— begin Record set —

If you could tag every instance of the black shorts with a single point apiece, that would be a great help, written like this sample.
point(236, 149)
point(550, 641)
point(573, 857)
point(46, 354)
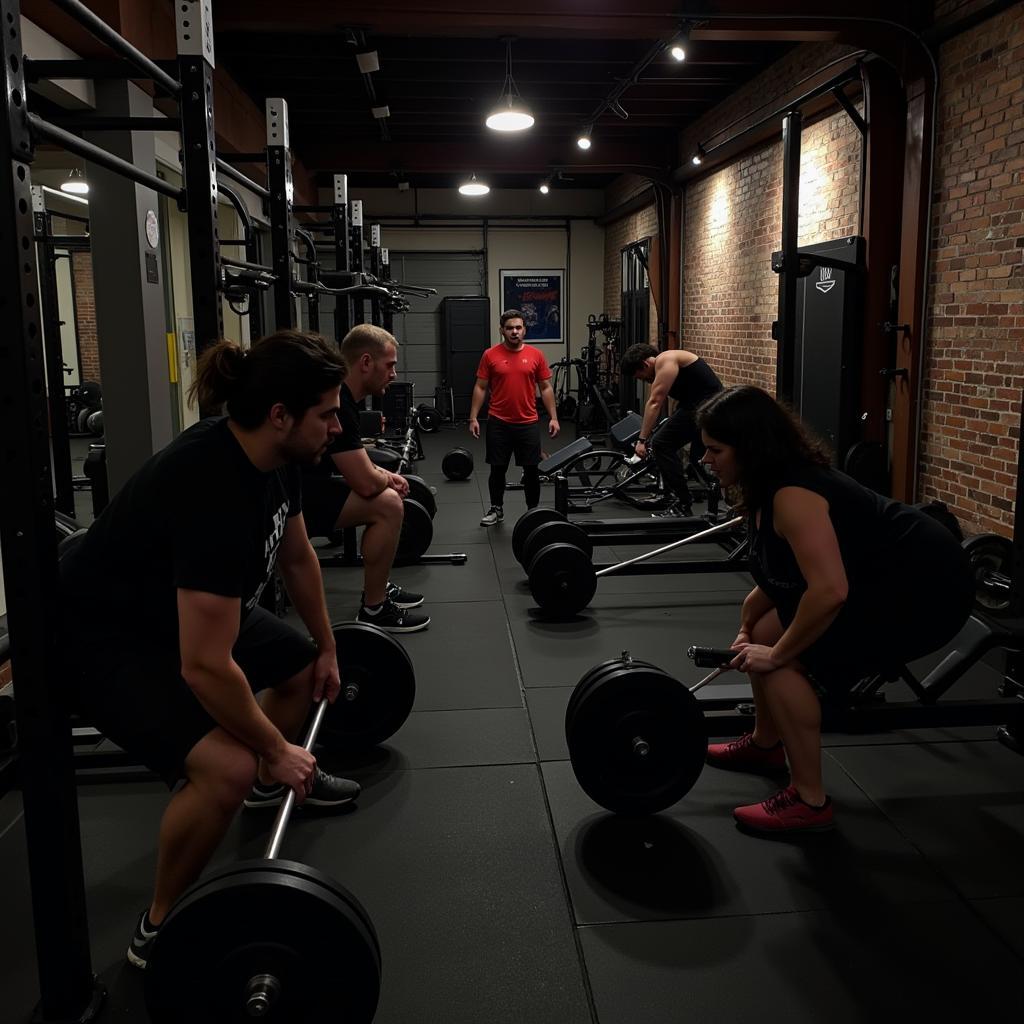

— end Record set —

→ Task requirements:
Transcribe all of the lines above word for word, leaving out the picture.

→ Task response:
If you could tag every instance of the black shorts with a single point apiece, that would be a great help, written like this sample.
point(236, 149)
point(550, 641)
point(573, 857)
point(46, 354)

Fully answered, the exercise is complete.